_EXERCISE MATERIALS_
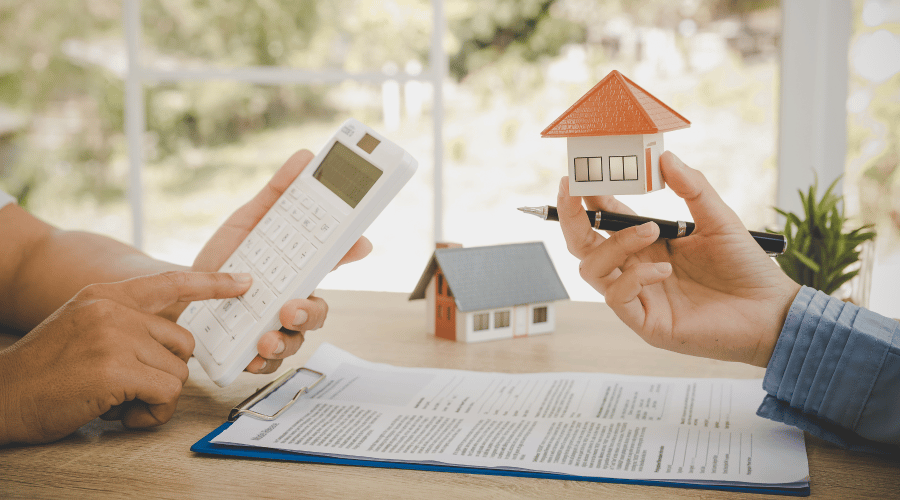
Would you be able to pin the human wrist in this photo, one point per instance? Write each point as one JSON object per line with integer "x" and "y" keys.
{"x": 782, "y": 302}
{"x": 8, "y": 396}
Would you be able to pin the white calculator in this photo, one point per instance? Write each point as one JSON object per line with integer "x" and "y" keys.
{"x": 299, "y": 240}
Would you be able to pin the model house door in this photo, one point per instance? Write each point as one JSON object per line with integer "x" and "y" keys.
{"x": 444, "y": 309}
{"x": 520, "y": 325}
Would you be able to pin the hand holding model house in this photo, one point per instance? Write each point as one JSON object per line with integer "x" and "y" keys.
{"x": 614, "y": 135}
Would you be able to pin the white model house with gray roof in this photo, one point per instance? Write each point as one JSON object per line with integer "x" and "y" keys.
{"x": 488, "y": 293}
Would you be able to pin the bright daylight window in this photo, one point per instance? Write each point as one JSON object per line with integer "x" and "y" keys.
{"x": 514, "y": 67}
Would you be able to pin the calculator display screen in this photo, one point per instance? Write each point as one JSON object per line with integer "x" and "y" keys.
{"x": 346, "y": 174}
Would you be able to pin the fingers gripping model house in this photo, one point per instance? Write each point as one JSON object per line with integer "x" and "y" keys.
{"x": 614, "y": 135}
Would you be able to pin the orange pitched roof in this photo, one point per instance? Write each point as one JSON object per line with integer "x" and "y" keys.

_WHAT YOU WILL DO_
Leaving the pictures out, give back each line above exactly.

_EXERCISE RESULT_
Would you be able to pin the human wrist in this photo, one point per instance? Write each point as one JSON object per line with integer "x" and "y" keys.
{"x": 782, "y": 302}
{"x": 8, "y": 396}
Would you be able to pin the white calculator in this photo, one point per instance? Write each point as one JSON object per line with integer "x" and "y" keys.
{"x": 299, "y": 240}
Would you be able to pin the model house door in this photo, one point per instance? Write each point as one JSON object per line with integer "x" and "y" keys.
{"x": 444, "y": 309}
{"x": 520, "y": 325}
Would you be able to pin the hand holding model house in this photo, one point per instance? Write each point as one JSON object per line with integer "x" and "y" keys.
{"x": 614, "y": 135}
Would you be able to pin the white model house with gray roof in this photo, one point per instance? Write each point as one JSON object per line with integer "x" and "y" keys.
{"x": 488, "y": 293}
Would you be able to pin the bright daylight window in this photo, one point per instance? Write each point as one JSON object per line with integer "x" and "y" keys.
{"x": 514, "y": 67}
Would you be able to pin the calculator display screen in this photo, one point per instance? Write each point as one JSON object per line with integer "x" and "y" keys.
{"x": 346, "y": 174}
Would you be able to pin the fingers gripping model house in this photo, one point per instance? Write each point as one JSON object per line with integer "x" and "y" keys.
{"x": 614, "y": 135}
Would you be able to pin the orange pitched roof in this photo, one point per instance? Write each point as one JSON object per line with integer "x" and "y" keys.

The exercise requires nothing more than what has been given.